=== TRECHO DA FONTE ===

O mar está para peixe

O mar está para peixe e para banhista também. Maré morta bem viva! Água de um verde esmeralda, transparente.

Com o chão de areia gostoso de pisar, estou mesmo em praia potiguar, Nordeste brasileiro, meu país, nosso Brasil, Porto Mirim.

Bem atracada, observo a maré baixando, ainda preamar de Lua crescente. Vamos ao mar? Um a um, fomos entrando na água.

Cada um que chegava se impressionava com o translúcido da água: “dá para ver os pés tocando a areia”!

Só marolas, bom para boiar; de vez em quando, agulhas nadando na correnteza ou contra ela.

Deixo-me levar flutuando… fecho os olhos e sinto o barulho da água do mar. Você já experimentou boiar de olhos fechados? Fiz isso na cachoeiras do Jalapão, no mar é diferente, mas tudo é imersão no próprio eu, em meus pensamentos ou na ausência deles.

Só o movimentar das águas me transportando para longe. O vento mudou a direção: é vento maral, do oceano para terra, trazendo águas límpidas para o mar e o sertão.

As águas começaram a correr nos riachos, engrossando o caldo, virando redemoinho, levando tudo no rio, lavando a terra, irrigando a alma. Sorrio, sou rio.

E eu ali flutuando. Ao redor da família no banho de mar, já pensando nos escritos, porque escrevo aquilo que me traz emoção recolhida, contida, incutida, … que explode em palavras.

=== ENUNCIADO ===
Diga, por favor, em qual praia potiguar acontece o banho de mar descrito no trecho da fonte. As linhas a seguir não fazem falta aqui.

=== LINHAS FORNECIDAS ===
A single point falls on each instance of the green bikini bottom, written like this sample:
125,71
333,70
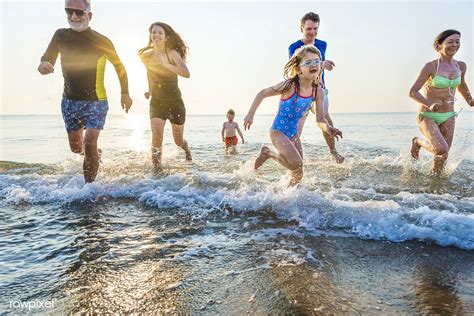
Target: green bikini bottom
439,118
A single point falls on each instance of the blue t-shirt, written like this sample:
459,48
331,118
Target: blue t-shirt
321,45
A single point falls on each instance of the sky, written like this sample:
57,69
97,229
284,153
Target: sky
238,48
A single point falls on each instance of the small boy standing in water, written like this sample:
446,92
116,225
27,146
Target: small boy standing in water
228,129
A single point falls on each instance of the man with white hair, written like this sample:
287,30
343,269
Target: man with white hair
84,106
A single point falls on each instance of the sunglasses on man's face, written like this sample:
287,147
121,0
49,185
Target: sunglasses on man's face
79,13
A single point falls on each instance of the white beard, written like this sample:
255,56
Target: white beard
79,26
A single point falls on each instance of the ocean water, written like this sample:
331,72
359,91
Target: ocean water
375,234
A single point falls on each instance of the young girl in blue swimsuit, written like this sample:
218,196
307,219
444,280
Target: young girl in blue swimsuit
300,93
440,78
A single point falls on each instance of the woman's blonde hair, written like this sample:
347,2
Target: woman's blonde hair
292,68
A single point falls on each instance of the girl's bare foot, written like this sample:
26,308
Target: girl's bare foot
262,157
415,148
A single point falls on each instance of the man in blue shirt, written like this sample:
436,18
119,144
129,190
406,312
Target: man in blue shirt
309,27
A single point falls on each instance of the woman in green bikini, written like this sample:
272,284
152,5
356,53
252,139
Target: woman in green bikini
436,119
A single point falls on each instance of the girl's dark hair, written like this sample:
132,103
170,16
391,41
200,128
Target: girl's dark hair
444,35
291,70
174,41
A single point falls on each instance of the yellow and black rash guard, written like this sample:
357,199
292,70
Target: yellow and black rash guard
83,58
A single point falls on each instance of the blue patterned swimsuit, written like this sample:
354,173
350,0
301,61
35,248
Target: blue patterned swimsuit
290,112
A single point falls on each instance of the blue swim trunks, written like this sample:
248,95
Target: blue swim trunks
83,114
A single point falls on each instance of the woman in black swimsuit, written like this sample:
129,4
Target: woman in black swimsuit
164,59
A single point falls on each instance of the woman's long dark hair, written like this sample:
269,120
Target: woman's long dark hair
290,72
174,41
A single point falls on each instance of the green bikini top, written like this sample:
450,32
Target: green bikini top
440,82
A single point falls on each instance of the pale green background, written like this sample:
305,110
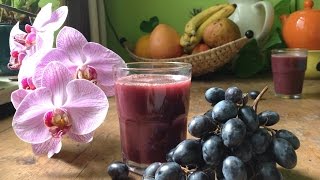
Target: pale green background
126,16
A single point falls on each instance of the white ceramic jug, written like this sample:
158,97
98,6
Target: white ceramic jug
255,15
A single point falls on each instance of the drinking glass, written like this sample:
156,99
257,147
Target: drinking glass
152,101
288,69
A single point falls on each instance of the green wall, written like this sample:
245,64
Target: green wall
126,16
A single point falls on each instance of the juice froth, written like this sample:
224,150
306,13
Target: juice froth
152,113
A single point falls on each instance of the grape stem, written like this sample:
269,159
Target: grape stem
273,131
256,101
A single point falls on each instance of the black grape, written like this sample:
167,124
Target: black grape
233,132
268,118
170,154
289,136
243,151
234,169
118,171
224,110
198,175
260,140
201,125
188,153
233,94
170,171
268,171
150,171
249,117
284,153
213,150
214,95
253,94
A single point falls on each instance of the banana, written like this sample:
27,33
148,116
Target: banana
190,41
193,24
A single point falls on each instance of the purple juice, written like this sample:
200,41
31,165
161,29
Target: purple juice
288,73
152,112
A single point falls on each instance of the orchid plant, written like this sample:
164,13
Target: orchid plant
62,90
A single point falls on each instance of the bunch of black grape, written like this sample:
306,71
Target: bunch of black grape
232,142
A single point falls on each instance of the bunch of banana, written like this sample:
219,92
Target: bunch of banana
194,28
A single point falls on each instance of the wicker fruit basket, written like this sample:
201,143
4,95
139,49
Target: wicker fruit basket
203,62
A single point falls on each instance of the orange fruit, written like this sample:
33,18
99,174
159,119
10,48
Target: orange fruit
142,46
165,42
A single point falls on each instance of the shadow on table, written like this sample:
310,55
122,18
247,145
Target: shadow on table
293,174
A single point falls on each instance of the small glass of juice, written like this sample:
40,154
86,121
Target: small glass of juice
152,101
288,70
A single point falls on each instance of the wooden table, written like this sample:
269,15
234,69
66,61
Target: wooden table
89,161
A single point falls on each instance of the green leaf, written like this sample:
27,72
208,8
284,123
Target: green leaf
249,61
148,26
55,3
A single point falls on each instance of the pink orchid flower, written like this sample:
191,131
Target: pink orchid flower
60,106
38,36
86,60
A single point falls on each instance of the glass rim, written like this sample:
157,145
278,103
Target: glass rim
158,66
283,50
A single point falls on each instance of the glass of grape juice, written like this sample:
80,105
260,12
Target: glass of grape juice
288,69
152,101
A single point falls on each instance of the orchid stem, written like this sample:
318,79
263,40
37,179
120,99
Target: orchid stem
17,10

=== RESULTADO ABAIXO ===
Em Porto Mirim.